[Goal of the exercise] How many lines of the material below contain the string "tower"? Case counts. Give only the number.

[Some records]
━━━━━━━━━━━━━━━━━━━━━━━━━━━━━━
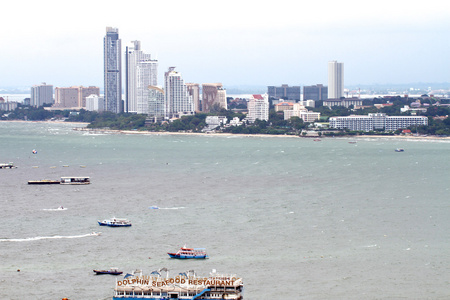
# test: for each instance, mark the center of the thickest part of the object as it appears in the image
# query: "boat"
(111, 271)
(186, 285)
(115, 222)
(44, 181)
(186, 253)
(7, 166)
(75, 180)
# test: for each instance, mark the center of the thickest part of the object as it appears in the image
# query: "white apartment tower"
(335, 80)
(141, 72)
(258, 108)
(178, 101)
(41, 94)
(112, 70)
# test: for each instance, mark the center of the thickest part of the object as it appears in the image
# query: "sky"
(237, 43)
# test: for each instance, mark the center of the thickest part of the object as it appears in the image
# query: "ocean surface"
(295, 218)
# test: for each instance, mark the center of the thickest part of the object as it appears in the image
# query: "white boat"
(75, 180)
(184, 286)
(115, 222)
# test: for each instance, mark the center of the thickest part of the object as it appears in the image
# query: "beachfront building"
(194, 90)
(258, 108)
(378, 121)
(112, 70)
(156, 103)
(284, 92)
(41, 94)
(346, 102)
(335, 80)
(95, 103)
(140, 72)
(315, 92)
(298, 110)
(74, 97)
(178, 102)
(213, 96)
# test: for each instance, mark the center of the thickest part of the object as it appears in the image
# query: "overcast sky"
(233, 42)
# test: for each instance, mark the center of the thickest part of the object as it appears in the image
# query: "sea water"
(295, 218)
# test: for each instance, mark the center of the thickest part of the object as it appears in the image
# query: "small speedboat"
(112, 271)
(115, 222)
(186, 253)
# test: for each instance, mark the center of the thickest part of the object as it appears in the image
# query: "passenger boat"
(44, 181)
(75, 180)
(184, 286)
(7, 166)
(115, 222)
(112, 271)
(186, 253)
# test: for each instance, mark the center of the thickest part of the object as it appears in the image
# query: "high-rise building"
(335, 80)
(140, 73)
(112, 70)
(213, 94)
(95, 103)
(74, 97)
(285, 92)
(315, 92)
(156, 103)
(194, 91)
(41, 94)
(258, 108)
(178, 101)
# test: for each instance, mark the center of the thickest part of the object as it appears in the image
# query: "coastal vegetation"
(438, 121)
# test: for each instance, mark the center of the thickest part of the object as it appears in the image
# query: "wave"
(51, 237)
(156, 207)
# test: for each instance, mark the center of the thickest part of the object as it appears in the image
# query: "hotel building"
(378, 121)
(140, 72)
(335, 80)
(112, 70)
(41, 94)
(258, 108)
(213, 94)
(178, 102)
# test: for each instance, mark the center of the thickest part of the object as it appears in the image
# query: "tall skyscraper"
(140, 73)
(41, 94)
(178, 100)
(213, 95)
(194, 91)
(335, 80)
(112, 70)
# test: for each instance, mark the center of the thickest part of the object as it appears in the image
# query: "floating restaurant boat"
(112, 271)
(64, 180)
(44, 181)
(183, 286)
(7, 166)
(115, 222)
(75, 180)
(186, 253)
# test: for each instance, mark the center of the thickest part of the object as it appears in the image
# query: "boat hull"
(113, 225)
(180, 256)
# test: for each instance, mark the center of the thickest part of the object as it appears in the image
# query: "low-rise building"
(378, 121)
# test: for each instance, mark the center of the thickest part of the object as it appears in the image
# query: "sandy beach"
(112, 131)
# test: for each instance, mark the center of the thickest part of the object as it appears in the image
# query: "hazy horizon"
(238, 44)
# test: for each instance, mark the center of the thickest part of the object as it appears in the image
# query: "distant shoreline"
(114, 131)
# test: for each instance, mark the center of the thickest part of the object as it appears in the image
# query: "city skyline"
(245, 44)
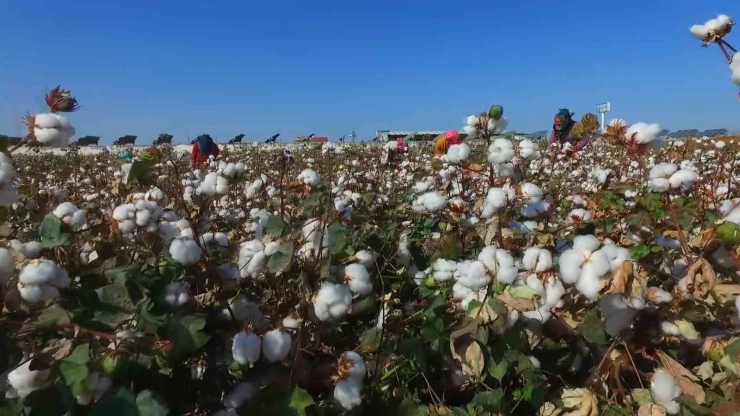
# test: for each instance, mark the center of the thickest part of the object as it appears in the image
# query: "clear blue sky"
(328, 67)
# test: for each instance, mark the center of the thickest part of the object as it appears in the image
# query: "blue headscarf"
(205, 144)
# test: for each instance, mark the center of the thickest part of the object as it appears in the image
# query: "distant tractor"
(87, 141)
(304, 139)
(237, 139)
(163, 139)
(125, 140)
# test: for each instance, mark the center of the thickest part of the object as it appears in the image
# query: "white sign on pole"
(603, 108)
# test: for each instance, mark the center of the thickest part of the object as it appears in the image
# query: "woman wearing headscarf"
(203, 148)
(444, 142)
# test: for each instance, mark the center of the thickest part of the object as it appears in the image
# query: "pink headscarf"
(453, 137)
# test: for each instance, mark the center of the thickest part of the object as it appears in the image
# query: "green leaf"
(729, 233)
(186, 333)
(491, 401)
(53, 232)
(371, 340)
(281, 258)
(498, 370)
(120, 402)
(275, 226)
(74, 368)
(592, 328)
(338, 237)
(294, 403)
(639, 251)
(150, 404)
(54, 315)
(410, 407)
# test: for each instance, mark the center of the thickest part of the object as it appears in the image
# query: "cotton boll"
(276, 345)
(358, 279)
(25, 381)
(176, 294)
(429, 202)
(495, 200)
(665, 390)
(246, 348)
(332, 301)
(531, 192)
(348, 393)
(473, 276)
(537, 259)
(185, 251)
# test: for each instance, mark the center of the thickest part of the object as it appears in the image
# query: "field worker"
(203, 148)
(444, 143)
(566, 130)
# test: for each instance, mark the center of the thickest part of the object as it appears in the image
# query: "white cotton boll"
(665, 390)
(429, 202)
(309, 177)
(682, 179)
(495, 200)
(25, 381)
(366, 258)
(458, 153)
(176, 294)
(537, 259)
(701, 32)
(643, 133)
(473, 276)
(185, 251)
(332, 301)
(246, 348)
(276, 345)
(532, 192)
(535, 209)
(500, 151)
(242, 393)
(443, 270)
(358, 279)
(348, 393)
(579, 214)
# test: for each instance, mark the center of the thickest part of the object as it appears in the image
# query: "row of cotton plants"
(500, 276)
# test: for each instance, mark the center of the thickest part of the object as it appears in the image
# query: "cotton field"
(503, 277)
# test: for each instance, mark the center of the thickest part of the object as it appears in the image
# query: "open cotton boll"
(245, 348)
(528, 150)
(276, 345)
(643, 133)
(309, 177)
(176, 294)
(443, 270)
(531, 192)
(458, 153)
(472, 275)
(537, 259)
(332, 301)
(242, 393)
(185, 251)
(357, 279)
(70, 214)
(500, 151)
(429, 202)
(25, 381)
(348, 393)
(665, 390)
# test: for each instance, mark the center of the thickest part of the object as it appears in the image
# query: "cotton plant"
(40, 281)
(351, 371)
(667, 176)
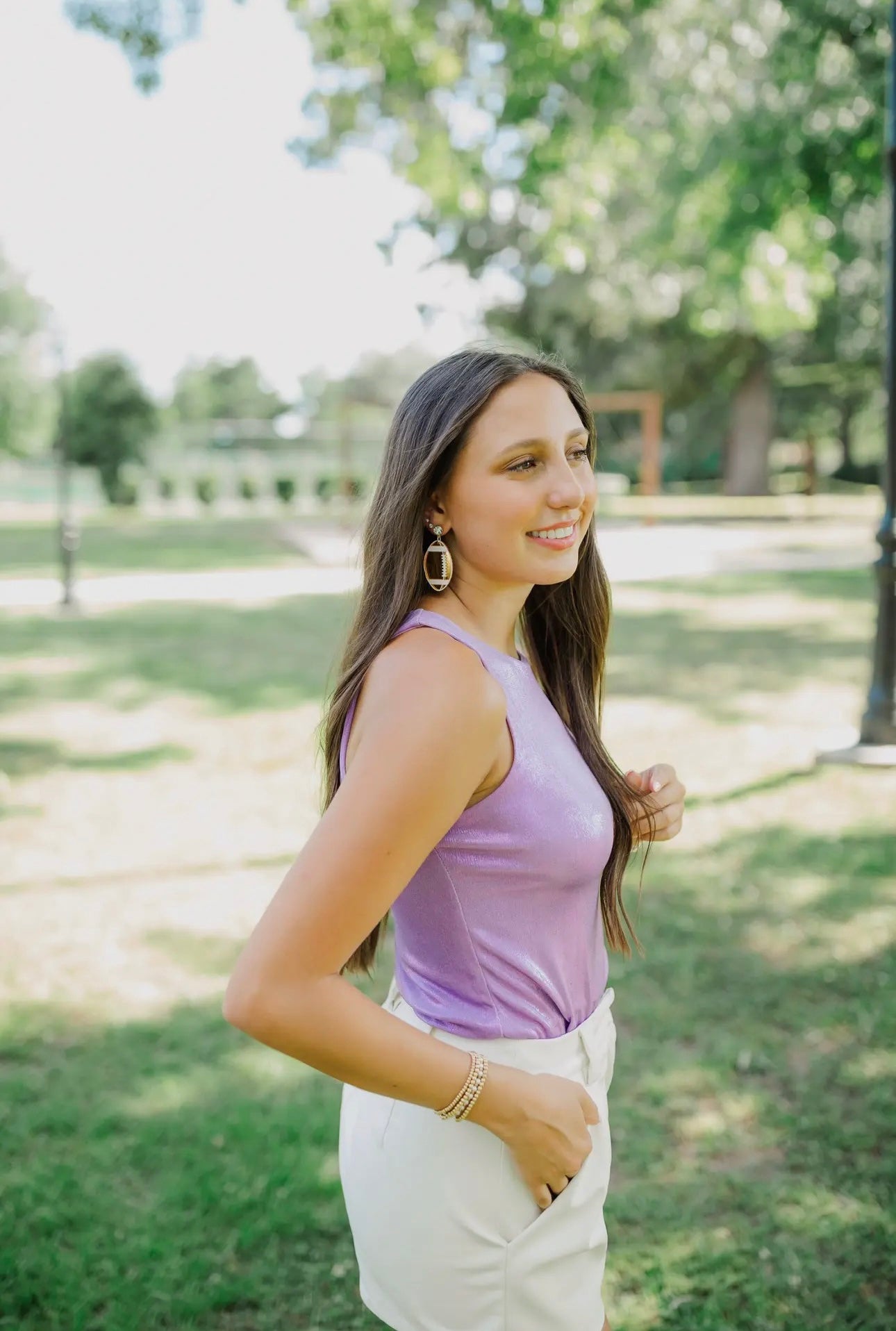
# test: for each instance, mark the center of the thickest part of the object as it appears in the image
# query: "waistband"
(576, 1052)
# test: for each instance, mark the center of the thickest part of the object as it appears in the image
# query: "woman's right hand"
(547, 1134)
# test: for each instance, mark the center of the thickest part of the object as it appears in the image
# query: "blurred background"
(232, 235)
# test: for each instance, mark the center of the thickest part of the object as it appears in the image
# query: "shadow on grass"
(115, 545)
(22, 758)
(172, 1173)
(238, 659)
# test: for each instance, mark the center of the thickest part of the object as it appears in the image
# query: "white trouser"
(447, 1233)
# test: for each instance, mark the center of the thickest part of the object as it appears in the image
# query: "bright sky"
(179, 225)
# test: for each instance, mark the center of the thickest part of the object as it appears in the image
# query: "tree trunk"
(750, 434)
(847, 408)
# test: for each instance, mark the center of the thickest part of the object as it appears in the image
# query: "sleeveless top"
(499, 932)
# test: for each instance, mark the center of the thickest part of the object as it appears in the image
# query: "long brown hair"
(565, 626)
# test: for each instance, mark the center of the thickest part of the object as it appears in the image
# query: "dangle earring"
(447, 568)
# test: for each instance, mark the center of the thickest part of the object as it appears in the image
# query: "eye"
(520, 466)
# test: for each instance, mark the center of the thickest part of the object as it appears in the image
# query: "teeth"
(554, 534)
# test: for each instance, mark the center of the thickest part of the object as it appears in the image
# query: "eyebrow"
(533, 443)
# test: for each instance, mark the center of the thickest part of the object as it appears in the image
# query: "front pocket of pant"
(585, 1191)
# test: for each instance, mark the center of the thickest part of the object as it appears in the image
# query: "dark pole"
(877, 743)
(879, 722)
(68, 536)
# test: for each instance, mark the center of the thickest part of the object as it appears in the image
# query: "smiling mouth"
(570, 533)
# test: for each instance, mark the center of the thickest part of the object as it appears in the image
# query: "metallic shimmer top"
(499, 931)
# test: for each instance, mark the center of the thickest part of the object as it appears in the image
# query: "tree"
(110, 418)
(27, 402)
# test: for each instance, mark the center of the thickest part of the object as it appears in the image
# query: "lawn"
(163, 1173)
(116, 543)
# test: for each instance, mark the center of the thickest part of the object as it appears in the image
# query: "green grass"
(127, 543)
(163, 1173)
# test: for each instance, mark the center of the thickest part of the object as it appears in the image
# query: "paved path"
(630, 554)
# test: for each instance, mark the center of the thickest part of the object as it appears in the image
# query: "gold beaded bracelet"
(469, 1093)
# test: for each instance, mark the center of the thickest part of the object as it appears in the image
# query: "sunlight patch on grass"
(264, 1066)
(814, 1206)
(171, 1093)
(810, 943)
(870, 1065)
(42, 666)
(720, 1114)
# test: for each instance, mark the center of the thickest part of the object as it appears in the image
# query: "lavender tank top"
(499, 932)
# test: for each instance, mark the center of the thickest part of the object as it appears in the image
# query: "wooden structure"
(650, 405)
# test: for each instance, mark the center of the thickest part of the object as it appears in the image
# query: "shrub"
(124, 494)
(207, 489)
(285, 489)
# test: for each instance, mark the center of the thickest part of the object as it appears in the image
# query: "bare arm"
(421, 755)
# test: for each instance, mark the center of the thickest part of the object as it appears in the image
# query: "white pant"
(447, 1233)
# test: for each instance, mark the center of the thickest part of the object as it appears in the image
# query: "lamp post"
(877, 745)
(68, 530)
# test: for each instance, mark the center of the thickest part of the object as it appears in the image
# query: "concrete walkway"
(630, 554)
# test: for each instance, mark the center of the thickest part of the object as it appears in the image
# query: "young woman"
(469, 792)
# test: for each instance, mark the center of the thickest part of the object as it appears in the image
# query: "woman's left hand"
(666, 795)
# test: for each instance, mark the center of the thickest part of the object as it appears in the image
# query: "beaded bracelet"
(469, 1093)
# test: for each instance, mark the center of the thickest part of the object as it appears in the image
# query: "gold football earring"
(447, 568)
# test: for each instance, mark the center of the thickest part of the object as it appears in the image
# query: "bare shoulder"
(425, 677)
(431, 722)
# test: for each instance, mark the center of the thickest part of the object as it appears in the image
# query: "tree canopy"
(672, 193)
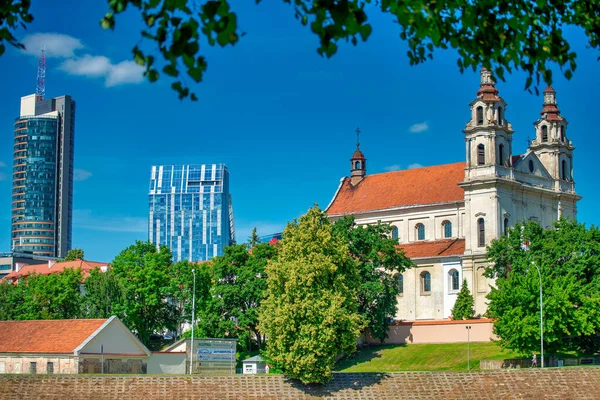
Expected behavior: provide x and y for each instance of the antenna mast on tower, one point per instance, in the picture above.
(40, 90)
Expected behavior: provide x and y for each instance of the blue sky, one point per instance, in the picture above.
(277, 114)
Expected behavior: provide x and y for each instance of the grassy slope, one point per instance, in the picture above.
(422, 357)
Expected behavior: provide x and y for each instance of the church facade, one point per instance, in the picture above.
(444, 216)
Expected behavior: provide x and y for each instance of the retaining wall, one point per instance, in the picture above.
(562, 383)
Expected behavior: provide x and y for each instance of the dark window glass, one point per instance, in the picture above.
(420, 232)
(480, 154)
(479, 115)
(481, 232)
(426, 282)
(454, 284)
(544, 133)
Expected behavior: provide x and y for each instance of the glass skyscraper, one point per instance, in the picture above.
(191, 210)
(42, 195)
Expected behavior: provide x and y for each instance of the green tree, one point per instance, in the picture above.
(568, 257)
(54, 296)
(379, 262)
(310, 313)
(254, 240)
(182, 290)
(104, 295)
(501, 35)
(143, 272)
(464, 307)
(74, 254)
(239, 287)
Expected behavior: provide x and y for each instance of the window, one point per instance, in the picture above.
(479, 115)
(420, 231)
(481, 232)
(425, 282)
(400, 284)
(480, 154)
(454, 280)
(447, 227)
(544, 133)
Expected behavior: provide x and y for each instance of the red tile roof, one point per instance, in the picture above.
(49, 336)
(438, 248)
(43, 269)
(419, 186)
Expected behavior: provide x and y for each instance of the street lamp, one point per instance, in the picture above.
(193, 320)
(468, 327)
(541, 314)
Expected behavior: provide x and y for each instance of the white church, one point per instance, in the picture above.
(444, 216)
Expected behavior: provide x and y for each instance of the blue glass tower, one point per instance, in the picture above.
(42, 189)
(190, 210)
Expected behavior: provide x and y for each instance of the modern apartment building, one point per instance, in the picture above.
(42, 194)
(191, 210)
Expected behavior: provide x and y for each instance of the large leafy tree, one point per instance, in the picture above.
(182, 290)
(568, 257)
(144, 273)
(502, 35)
(239, 285)
(104, 295)
(55, 296)
(379, 261)
(74, 254)
(310, 313)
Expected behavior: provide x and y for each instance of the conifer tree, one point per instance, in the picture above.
(464, 307)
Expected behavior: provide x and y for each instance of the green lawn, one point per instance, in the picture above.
(422, 357)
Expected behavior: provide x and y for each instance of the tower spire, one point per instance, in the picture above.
(40, 90)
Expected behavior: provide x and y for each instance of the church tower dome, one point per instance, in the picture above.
(358, 163)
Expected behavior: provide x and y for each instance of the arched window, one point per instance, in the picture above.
(544, 133)
(425, 282)
(454, 280)
(420, 231)
(481, 232)
(481, 154)
(447, 227)
(479, 115)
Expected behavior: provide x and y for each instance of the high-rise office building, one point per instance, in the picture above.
(191, 210)
(42, 195)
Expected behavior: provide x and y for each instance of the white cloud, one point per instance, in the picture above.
(125, 72)
(81, 174)
(56, 44)
(85, 219)
(415, 165)
(394, 167)
(418, 128)
(100, 66)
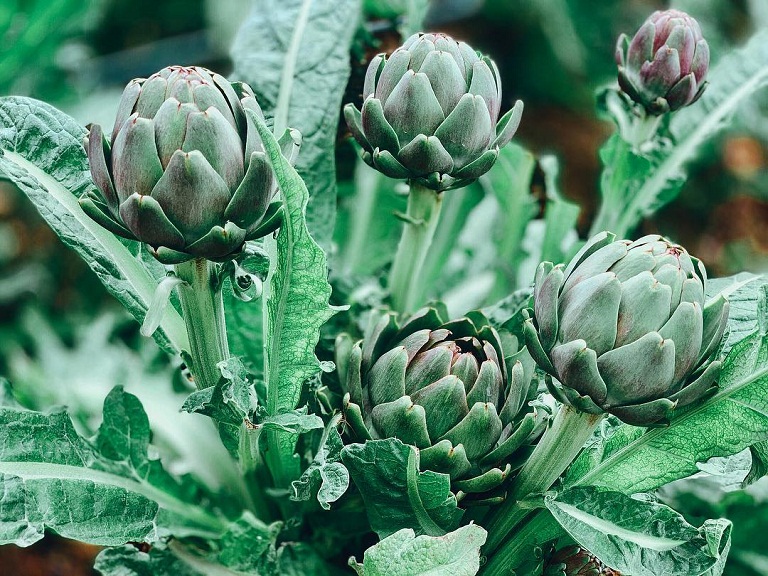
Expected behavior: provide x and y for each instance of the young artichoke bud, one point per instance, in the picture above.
(625, 328)
(430, 113)
(575, 561)
(451, 390)
(185, 170)
(664, 66)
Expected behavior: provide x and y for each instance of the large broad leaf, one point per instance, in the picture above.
(635, 460)
(405, 554)
(106, 491)
(639, 537)
(634, 186)
(296, 295)
(41, 150)
(295, 55)
(396, 494)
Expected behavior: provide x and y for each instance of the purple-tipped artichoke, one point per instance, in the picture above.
(664, 66)
(185, 170)
(625, 328)
(454, 390)
(430, 113)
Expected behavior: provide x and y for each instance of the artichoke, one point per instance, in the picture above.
(185, 170)
(625, 328)
(664, 66)
(429, 113)
(575, 561)
(451, 389)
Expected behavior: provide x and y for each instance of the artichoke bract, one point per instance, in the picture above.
(185, 171)
(450, 390)
(664, 66)
(625, 328)
(430, 113)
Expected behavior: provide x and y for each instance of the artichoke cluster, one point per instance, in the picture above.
(664, 66)
(185, 170)
(430, 113)
(625, 328)
(451, 389)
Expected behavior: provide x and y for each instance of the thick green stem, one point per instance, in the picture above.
(203, 309)
(539, 528)
(558, 447)
(420, 223)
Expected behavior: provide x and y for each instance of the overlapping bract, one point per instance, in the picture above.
(185, 170)
(430, 113)
(664, 66)
(452, 389)
(625, 328)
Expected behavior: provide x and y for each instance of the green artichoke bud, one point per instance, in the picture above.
(185, 170)
(429, 113)
(664, 66)
(575, 561)
(625, 328)
(451, 389)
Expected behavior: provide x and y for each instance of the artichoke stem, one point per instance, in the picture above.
(203, 308)
(558, 447)
(419, 227)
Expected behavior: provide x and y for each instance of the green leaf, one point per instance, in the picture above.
(114, 492)
(41, 150)
(326, 476)
(295, 55)
(635, 460)
(405, 554)
(296, 294)
(396, 494)
(656, 181)
(638, 537)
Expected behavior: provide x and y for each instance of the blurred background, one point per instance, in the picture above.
(58, 326)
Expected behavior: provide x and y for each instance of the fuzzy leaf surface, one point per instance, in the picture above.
(405, 554)
(396, 494)
(41, 151)
(638, 537)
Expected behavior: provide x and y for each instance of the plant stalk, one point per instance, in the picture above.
(558, 447)
(203, 308)
(422, 216)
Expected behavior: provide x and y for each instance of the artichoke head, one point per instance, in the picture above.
(453, 390)
(430, 113)
(625, 328)
(664, 66)
(184, 170)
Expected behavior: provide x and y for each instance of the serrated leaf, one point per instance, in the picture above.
(638, 537)
(295, 55)
(405, 554)
(114, 492)
(41, 151)
(396, 494)
(326, 477)
(296, 294)
(635, 460)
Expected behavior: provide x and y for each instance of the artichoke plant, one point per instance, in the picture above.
(451, 389)
(664, 66)
(184, 170)
(625, 328)
(430, 113)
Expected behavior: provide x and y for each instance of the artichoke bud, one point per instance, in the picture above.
(625, 328)
(184, 170)
(664, 66)
(431, 113)
(448, 388)
(575, 561)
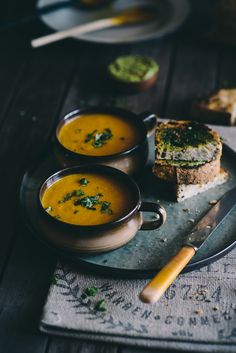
━━━━━━━━━━━━━━━━━━━━━━━━━━━━━━
[The completed task] 5